__Reading text__
Segment Open

Cornell woman charged with stealing from disabled relative

Cindy L. Dicus
Cindy L. Dicus didn’t waste time.

At about 9:30 a.m. April 25, she attended a hearing before Judge James Isaacson where she was removed as a guardian of the estate of one of her relatives. The hearing ended about 10 a.m.
Prosecutors said at 10:05 a.m. Dicus withdrew $995 from the relative’s account, leaving a balance of $5.36.

Dicus, 62, of Cornell is charged in Chippewa County Court with felony theft on April 5 and seven counts of misdemeanor theft on dates ranging from April 7 to May 15. The felony charge is from the city of Chippewa Falls, and the misdemeanor charges are from Chippewa Falls, Cornell and the town of Lake Holcombe.

Dicus is scheduled to appear before Judge Steven Gibbs at 1:30 p.m. on Tuesday, Aug. 22. She has signed a $1,000 signature bond.

According to a criminal complaint: A Chippewa County social worker contacted the Cornell Police Department on July 1 over a reported fraud case.

Police found Dicus had become guardian of a relative’s estate on Sept. 22, 2015 and was removed as guardian for not finishing required federal paperwork. Because of that, her relative lost his Medicaid benefits, including his living expenses at a nursing home.

Dicus was officially removed as guardian on April 25, 2017, and the county took over as the guardian for Dicus’ relative and the relatives’ bank records were turned over to the county.

Segment Closed

__Data excerpt__
Segment Open

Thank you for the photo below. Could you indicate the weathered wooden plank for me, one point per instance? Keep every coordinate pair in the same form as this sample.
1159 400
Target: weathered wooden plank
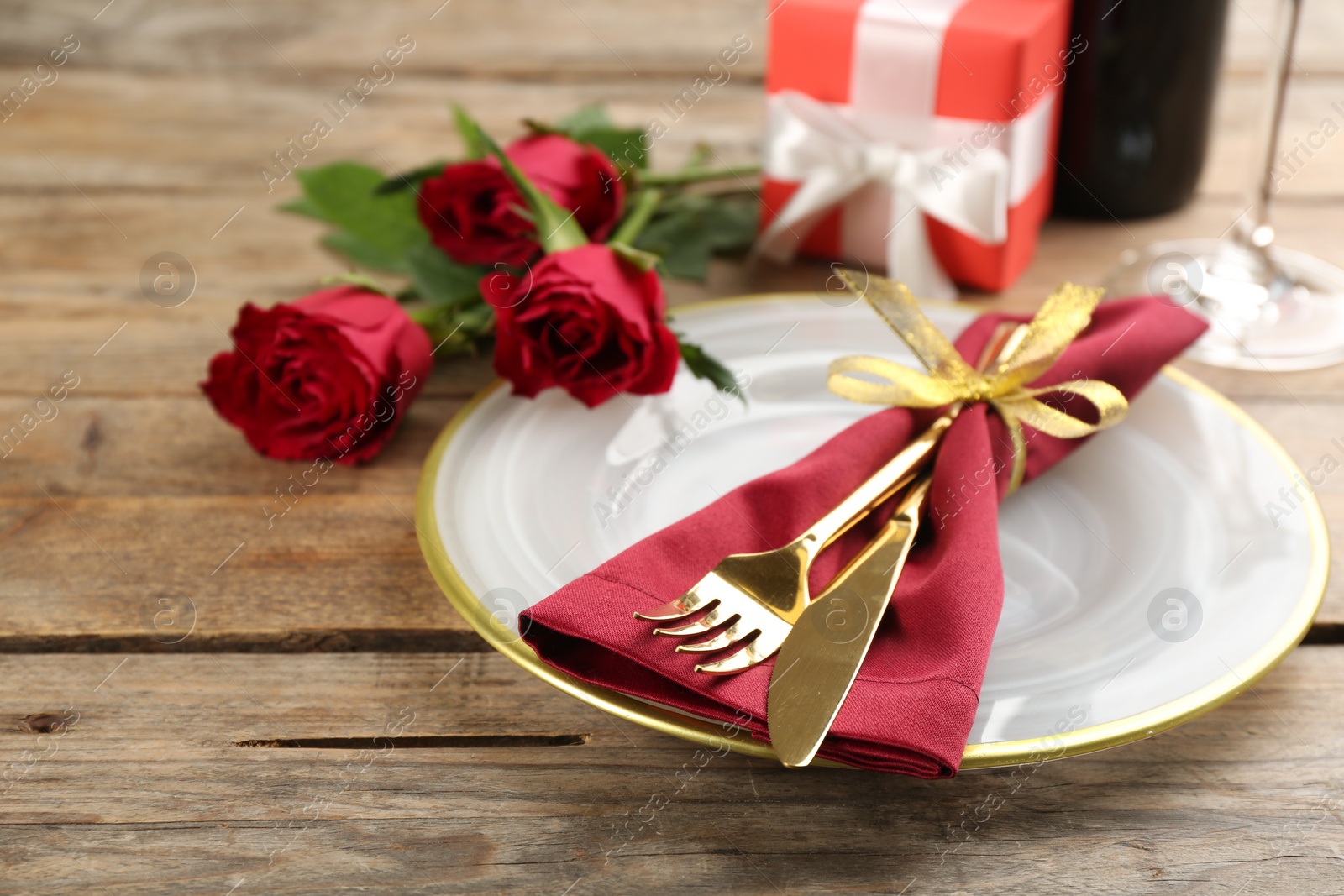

Segment Closed

__Using the information__
1: In the news article, how much money did Dicus withdraw from her relative's account at 10:05 a.m.?
2: Copy word for word everything in the news article from "Dicus was officially" down to "to the county.".
The material has no connection to the news article.

__Outputs for the tasks__
1: $995.

2:
Dicus was officially removed as guardian on April 25, 2017, and the county took over as the guardian for Dicus’ relative and the relatives’ bank records were turned over to the county.